READING PASSAGE:
- - - - - - -

As you can see, I had far greater concerns than another day of school. Primarily, of course, was the struggle for victory over my cousin, who beat me at every game, and I was determined to be better at something. Though I was four months older than her, I lost at every game. Pictured here is me at around four or so years old, plotting victory. That was nearly 20 years ago, in 2006.
I was in prep during this photo, my first year of school. Not pictured was my devastation at having to go to school for an extra day while my classmates only had five.
I, to no one’s surprise, was a horrible student in Arabic school. I remember even now the feeling I had every single Saturday at 10 a.m. because I knew that soon I would go for my 45-minute break, and, though I did not know until my break, I was certain someone had brought their ball, and we would play soccer. So, from 9 a.m. until 10 a.m., I sat at the back of the class, finding any way to waste time with my makeshift friends of varying ages. Some days it would be “rap battles,” other days it would be our dream 11’s. I, of course, always had Zinedine Zidane in my lineup; he was the untouchable maestri, the composer, the elegant, and the player in my mind every single time I made a touch, a pass, a shot, a call, or a dribble. Growing up, I did not have the same luxuries as I do now to watch a player or a team, and as a child, my soccer knowledge, save for the occasional game replay, was entirely based on the verbal storytelling, the mythmaking, and the idolising. See, I do not think I saw or knew what Zidane looked like until I was maybe 11 or so years old. I heard he was bald. But at six years old, I heard that there was no one better than Zidane, that he played the game as though everything was invented for him, and that the very sport existed only as his symposium.
I remember every single exam I sat for Arabic school, I would either fail completely or get the occasional “good” (جيد), and that was a monumental achievement worth celebrating. My celebrations generally entailed playing near the opponent’s goal, ready to cherry-pick a few tap-ins, or if I was feeling especially elated, I might not do my Arabic homework for a month. My cousins, who I was always compared to, passed every exam with a mark certifying their academic achievements, a “very good” (جيد جدن) written in red on the front page. And so, without fail, I was held back year after year. It took me some four years to learn how to read Arabic because I was so adamantly against it. I just wanted to play soccer, talk about Zidane (a player whom I had yet to see), and see my friends.
Here, I was soon to be six and on a return trip to Lebanon in 2007. From memory, my cousin in the middle, Ahmed (his younger brother Sulaiman in the green shirt), had Command and Conquer Red Alert 2 on his computer, and I was fixated by it. I guess it was the novelty of a computer at someone’s home that captured my attention. I remember wanting to go to their house constantly so we could play Command and Conquer, or rather, watch him play while Sulaiman and I wrestled and replicated the WWE matches we had watched earlier in the day until his mother would interrupt us for food. Even there, we talked about Zidane, Kaka, Ronaldinho, Ronaldo, and, to a lesser extent, CR7 (Cristiano Ronaldo).

- - - - - - -

Rows of labeled boxes
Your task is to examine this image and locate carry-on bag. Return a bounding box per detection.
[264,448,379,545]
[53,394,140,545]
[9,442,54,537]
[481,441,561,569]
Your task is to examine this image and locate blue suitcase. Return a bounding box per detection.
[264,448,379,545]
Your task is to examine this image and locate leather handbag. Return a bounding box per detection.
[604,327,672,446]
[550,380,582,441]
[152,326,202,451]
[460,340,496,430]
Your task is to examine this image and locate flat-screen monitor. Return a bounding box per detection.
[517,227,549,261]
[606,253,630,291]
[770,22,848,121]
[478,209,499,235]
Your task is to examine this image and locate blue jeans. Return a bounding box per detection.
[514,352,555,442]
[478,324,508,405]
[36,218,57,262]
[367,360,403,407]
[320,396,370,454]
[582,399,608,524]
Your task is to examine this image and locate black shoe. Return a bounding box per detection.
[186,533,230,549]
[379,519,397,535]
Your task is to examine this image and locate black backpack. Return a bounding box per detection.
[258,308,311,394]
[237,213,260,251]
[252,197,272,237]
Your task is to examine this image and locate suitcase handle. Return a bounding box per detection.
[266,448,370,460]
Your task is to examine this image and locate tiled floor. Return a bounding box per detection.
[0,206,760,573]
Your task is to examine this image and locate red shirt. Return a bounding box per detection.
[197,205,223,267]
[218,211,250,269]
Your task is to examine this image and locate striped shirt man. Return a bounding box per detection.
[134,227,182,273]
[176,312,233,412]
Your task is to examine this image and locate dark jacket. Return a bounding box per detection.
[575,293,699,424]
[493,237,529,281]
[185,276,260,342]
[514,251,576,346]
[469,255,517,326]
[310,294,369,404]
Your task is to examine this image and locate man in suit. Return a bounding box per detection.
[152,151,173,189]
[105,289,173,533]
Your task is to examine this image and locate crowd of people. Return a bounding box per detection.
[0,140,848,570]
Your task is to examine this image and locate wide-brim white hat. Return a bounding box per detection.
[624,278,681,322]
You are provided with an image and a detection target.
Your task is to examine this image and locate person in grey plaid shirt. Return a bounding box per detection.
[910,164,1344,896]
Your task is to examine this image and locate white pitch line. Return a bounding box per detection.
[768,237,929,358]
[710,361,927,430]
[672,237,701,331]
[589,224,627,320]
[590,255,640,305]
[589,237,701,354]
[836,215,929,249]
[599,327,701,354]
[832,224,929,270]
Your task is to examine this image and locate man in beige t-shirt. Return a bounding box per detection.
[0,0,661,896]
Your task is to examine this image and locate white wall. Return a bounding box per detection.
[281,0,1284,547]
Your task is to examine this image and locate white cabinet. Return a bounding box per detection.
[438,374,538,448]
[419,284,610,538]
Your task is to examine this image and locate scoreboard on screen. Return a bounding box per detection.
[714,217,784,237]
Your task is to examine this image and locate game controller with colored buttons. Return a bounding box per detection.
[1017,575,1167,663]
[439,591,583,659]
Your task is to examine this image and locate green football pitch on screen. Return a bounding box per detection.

- - - - - - -

TASK SET:
• A. Name every soccer player mentioned in the memoir about Arabic school and soccer.
• B. Using the memoir about Arabic school and soccer, state whether each statement agrees with it: (i) the writer was four months older than the cousin who won every game; (ii) the writer learned to read Arabic within a single year; (iii) Ahmed had Command and Conquer Red Alert 2 on his computer.
• C. Write the next part of the memoir about Arabic school and soccer, starting after its final sentence.
The rows are material separate from the memoir about Arabic school and soccer.

ANSWER LIST:
• A. Zinedine Zidane, Kaka, Ronaldinho, Ronaldo, Cristiano Ronaldo (CR7)

• B.
(i) Yes: "Though I was four months older than her, I lost at every game."
(ii) No: "It took me some four years to learn how to read Arabic"
(iii) Yes: "had Command and Conquer Red Alert 2 on his computer"

• C.
Of course, now I wish I had put more effort in; it was an opportunity I would never get again. Seven years of Arabic school for a child should, in theory, and when combined with Arabic exposure at home, which I had plenty of, turn them into a native speaker. I did, however, retain my love for Zidane as my favourite player, and I have committed his biography to my memory as though he were my own uncle. I have hyperlined a lighthearted article on Zidane for those who are unfamiliar and familiar with him alike on this sentence.
I retained some skills I learned in Arabic school, including my native comprehension of the language and my ability to read, but it took many years for me to speak Arabic beyond the limited Arabic I needed to communicate at home, and I still have yet to return to the Arabic speaking skills I had when I spent months at a time in Lebanon, wrestling, playing, and blabbing endlessly about Zidane, John Cena, and the Boogeyman.
Yes, it was not until university that the value of my language and culture truly dawned on me.
At first, I was angry with myself. Oh, how I regretted it. How I wish I had taken my lessons seriously and learned what I now no longer have the same time to learn. I was harsh on myself first, as though, as a child, I should have comprehended the importance of my own culture. But as a child, I was surrounded by my culture and the language in the shape of the adults and my elders; it was ‘boring,’ and playing with my friends was what I wanted to do.
See, what we forget is that a child cannot possibly comprehend the importance of their actions. Though we will eventually gain the wisdom to know what they ought not to do for the sake of their future selves, we cannot ‘make’ them understand us and our adult logic.
Then, in my reflections, I turned to my parents.
There I am on the left, held by my father, with my mother slightly out of frame. My dad would have been around 28 or so, and to his right was his younger brother holding the same cousin who beat me at every game we played, pictured in the first photo of this article.
My father, born in the 1970s, grew up in the far north of Lebanon (the region now known as Akkar), in his village of MishMish, where he worked various manual labour jobs. From a young age, he toiled the land along with his siblings until he was old enough to leave home in search of better work away from his father, at around the age of thirteen. From thirteen, he worked in a few different construction jobs until he was able to find stable work in Beirut with a Christian aluminium factory, where he spent years of his adolescence under their tutelage.
Of course, during this entire time, there was the Lebanese Civil War, whose start and end dates have no consensus. So, at the age of 18, my father was conscripted into the Lebanese forces. After a vigorous training regiment, he was conscripted and placed into the 9th Infantry Brigade (لواء المشاة التاسع).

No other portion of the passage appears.